# cigarette lighter



## irollforever (Jan 20, 2009)

okay so im kind of confused about my cigarette lighter. When i try to plug anything in it, nothing fits at all. I can get the first half in, but the metal pieces on the side wont even go in at all. Ive tried a couple different things, theyve all said that they work in cigarette lighters. 
Do i have to like force them in or something? or get some kind of adapter? 
:wtf:


----------



## IanH (Feb 11, 2003)

The Import Cig lighters are a little smaller than domestics, so yes wiggle it in !!!


----------



## irollforever (Jan 20, 2009)

last time i tried that it damaged the front of the plug. it seems like theres something in the lighter thats stopping it from going back any further.


----------



## IanH (Feb 11, 2003)

replace the lighter, they are inexpensive


----------



## irollforever (Jan 20, 2009)

is it hard to install them?


----------



## IanH (Feb 11, 2003)

from memory
just take off the trim plate, remove the blank at the top between the switches and remove the screw, then pop it off using some kind of flat wide tool to avoid damaging the trim. the top comes out and it kind of hinges, remove the plugs on switches and lift out.
just unscrew the housing on the cig lighter from behind, screw in a new one. attach the wiring. replace.
you may be able to do it without unplugging the switches.
I will look at mine when I get home and let you know if this is incorrect.


----------



## IanH (Feb 11, 2003)

there is a thread with photos i posted !!!


----------



## irollforever (Jan 20, 2009)

thanks.
i tried looking for the thread but i couldnt find it
can you post the link?


----------

▶ Tasks for this exercise
1 – Summarize the cigarette lighter thread in two sentences.
2 – In the cigarette lighter thread, how do import cigarette lighters differ from domestic ones?

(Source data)
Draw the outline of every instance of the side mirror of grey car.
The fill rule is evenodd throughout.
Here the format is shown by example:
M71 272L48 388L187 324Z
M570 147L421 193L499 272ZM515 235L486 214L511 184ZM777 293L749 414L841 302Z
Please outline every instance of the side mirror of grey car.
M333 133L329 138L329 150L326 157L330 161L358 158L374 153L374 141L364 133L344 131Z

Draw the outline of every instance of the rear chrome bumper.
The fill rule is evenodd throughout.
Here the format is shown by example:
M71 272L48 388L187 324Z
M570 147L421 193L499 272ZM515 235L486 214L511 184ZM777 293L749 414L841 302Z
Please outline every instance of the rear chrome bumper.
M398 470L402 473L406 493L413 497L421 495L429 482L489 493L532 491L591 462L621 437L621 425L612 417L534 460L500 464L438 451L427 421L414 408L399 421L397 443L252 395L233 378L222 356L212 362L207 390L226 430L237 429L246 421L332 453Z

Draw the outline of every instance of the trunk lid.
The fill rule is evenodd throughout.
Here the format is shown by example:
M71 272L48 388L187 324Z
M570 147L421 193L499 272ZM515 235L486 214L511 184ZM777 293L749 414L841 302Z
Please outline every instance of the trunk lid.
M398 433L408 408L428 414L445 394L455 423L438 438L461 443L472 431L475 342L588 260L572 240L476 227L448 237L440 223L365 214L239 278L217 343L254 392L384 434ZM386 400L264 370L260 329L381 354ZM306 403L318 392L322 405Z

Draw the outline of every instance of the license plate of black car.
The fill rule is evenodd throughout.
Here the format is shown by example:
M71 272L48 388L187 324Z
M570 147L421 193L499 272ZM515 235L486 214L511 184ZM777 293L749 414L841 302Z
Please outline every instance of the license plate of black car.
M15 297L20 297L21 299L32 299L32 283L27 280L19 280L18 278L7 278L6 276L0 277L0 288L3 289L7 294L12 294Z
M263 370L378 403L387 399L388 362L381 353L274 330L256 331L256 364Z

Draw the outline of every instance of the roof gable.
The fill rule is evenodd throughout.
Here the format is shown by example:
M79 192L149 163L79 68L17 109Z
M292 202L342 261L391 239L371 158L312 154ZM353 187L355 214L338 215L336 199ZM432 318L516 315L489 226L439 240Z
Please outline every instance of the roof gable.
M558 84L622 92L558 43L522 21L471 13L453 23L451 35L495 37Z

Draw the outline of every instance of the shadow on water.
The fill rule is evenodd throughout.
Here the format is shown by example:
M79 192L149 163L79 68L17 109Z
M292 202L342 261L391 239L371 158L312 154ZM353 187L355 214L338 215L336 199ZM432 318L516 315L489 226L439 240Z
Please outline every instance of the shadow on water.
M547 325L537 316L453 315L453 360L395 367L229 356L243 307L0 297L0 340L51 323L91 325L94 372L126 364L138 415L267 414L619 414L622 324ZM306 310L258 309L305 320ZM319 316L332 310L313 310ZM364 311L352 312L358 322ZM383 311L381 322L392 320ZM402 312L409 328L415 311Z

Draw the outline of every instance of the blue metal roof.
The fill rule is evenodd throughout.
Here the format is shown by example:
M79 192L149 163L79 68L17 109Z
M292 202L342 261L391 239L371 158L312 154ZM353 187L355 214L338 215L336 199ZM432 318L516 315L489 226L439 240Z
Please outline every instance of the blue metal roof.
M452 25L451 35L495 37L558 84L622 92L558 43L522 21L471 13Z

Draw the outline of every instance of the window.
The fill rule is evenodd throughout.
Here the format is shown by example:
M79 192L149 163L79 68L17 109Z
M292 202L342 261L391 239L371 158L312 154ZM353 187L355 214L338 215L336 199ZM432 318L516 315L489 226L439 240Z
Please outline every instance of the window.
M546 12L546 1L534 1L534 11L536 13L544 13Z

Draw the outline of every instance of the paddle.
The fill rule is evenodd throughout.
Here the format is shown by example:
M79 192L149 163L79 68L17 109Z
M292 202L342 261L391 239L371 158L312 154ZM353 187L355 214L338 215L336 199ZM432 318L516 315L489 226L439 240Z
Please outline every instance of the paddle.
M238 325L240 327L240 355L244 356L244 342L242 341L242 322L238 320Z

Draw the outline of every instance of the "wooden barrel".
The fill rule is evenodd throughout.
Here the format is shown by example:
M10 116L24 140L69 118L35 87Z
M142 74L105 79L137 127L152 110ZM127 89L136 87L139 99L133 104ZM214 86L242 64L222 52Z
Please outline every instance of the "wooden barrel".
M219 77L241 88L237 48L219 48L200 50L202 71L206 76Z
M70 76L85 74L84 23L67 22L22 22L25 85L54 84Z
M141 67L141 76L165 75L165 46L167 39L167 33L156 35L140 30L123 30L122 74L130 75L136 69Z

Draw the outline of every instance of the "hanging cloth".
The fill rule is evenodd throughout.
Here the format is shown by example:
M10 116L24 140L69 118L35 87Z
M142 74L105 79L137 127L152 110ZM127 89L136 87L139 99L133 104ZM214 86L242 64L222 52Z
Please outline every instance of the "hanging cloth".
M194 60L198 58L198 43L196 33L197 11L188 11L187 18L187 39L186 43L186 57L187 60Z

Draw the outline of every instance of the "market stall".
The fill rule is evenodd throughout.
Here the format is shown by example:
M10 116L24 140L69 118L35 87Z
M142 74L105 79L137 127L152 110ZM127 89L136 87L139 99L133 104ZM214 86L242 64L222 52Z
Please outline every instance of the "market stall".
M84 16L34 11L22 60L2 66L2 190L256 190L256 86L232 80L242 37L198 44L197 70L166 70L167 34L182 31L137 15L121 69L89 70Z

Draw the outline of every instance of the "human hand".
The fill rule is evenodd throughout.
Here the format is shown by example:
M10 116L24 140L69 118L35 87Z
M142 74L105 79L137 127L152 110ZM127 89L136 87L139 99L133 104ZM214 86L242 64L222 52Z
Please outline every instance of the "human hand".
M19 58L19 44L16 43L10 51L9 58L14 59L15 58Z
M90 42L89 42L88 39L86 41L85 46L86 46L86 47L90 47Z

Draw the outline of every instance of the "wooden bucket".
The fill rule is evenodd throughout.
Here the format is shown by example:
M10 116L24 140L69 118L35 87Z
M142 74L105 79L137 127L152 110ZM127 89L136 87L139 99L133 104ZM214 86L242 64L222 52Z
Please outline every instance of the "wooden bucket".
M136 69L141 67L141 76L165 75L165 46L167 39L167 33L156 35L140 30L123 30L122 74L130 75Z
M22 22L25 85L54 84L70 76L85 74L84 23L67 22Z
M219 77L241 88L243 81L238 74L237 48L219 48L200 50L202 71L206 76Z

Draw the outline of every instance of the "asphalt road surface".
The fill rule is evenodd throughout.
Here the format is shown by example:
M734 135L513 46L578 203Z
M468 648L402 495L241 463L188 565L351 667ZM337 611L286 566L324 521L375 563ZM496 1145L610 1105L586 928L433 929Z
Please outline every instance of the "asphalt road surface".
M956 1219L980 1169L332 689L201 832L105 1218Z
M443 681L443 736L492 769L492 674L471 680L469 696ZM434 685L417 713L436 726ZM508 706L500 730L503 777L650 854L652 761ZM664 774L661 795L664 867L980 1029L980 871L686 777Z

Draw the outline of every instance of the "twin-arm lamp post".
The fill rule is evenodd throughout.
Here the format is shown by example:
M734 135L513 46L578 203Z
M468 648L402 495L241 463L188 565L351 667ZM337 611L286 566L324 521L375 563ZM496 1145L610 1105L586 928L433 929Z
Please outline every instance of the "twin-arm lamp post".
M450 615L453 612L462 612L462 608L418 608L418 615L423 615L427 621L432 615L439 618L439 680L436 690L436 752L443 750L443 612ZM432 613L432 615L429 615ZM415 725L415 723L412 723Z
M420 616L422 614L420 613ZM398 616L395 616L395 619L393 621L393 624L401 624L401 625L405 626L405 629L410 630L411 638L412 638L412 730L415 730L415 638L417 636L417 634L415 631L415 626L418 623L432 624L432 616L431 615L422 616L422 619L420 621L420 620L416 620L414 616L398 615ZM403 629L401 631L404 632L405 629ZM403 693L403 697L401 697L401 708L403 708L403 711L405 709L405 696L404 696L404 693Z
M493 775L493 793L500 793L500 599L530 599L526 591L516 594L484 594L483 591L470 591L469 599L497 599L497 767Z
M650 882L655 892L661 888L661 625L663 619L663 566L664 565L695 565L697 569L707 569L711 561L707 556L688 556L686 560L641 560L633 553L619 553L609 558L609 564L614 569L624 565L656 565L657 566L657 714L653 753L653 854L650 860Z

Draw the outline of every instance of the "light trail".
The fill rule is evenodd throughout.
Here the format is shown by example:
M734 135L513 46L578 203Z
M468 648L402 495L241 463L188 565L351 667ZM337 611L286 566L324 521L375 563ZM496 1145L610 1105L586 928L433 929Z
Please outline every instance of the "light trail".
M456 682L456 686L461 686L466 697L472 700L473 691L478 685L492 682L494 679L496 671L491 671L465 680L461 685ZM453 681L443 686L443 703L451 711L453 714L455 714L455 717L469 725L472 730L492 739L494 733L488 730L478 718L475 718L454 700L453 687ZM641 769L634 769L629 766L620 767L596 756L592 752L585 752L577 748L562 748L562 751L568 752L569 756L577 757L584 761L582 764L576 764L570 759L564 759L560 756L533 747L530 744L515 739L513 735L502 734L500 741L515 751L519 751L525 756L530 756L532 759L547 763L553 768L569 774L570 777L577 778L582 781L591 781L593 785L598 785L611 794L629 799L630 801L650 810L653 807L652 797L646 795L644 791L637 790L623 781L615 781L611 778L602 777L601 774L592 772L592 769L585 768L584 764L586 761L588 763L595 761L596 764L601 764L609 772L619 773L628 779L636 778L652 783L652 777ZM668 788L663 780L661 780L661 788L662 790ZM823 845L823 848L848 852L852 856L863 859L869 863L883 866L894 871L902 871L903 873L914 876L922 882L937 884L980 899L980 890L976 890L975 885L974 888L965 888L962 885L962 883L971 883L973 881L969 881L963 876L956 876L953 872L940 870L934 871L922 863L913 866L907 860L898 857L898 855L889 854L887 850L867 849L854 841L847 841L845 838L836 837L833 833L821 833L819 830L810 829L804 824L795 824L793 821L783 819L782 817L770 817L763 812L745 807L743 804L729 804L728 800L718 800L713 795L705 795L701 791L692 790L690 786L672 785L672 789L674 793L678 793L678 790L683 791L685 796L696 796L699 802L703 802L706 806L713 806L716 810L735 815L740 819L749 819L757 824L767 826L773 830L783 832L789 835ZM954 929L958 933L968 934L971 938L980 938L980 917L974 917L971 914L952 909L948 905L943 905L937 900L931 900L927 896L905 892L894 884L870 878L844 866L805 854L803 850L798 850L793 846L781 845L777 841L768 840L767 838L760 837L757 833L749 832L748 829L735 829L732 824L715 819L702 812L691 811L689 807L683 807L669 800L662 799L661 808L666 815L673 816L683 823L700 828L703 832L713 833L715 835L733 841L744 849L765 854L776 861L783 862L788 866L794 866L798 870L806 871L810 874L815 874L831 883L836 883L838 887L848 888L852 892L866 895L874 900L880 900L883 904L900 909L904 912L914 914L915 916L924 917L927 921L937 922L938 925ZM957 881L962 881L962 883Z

▶ Correct answers
1 – A poster finds that plugs advertised to work in cigarette lighters go only halfway into their lighter, and forcing one in damaged the front of the plug because something inside seems to block it. A second poster notes that import lighters are a little smaller than domestic ones and recommends replacing the inexpensive lighter by removing the trim plate, unscrewing the lighter housing from behind, screwing in a new one, and attaching the wiring.

2 – They are a little smaller.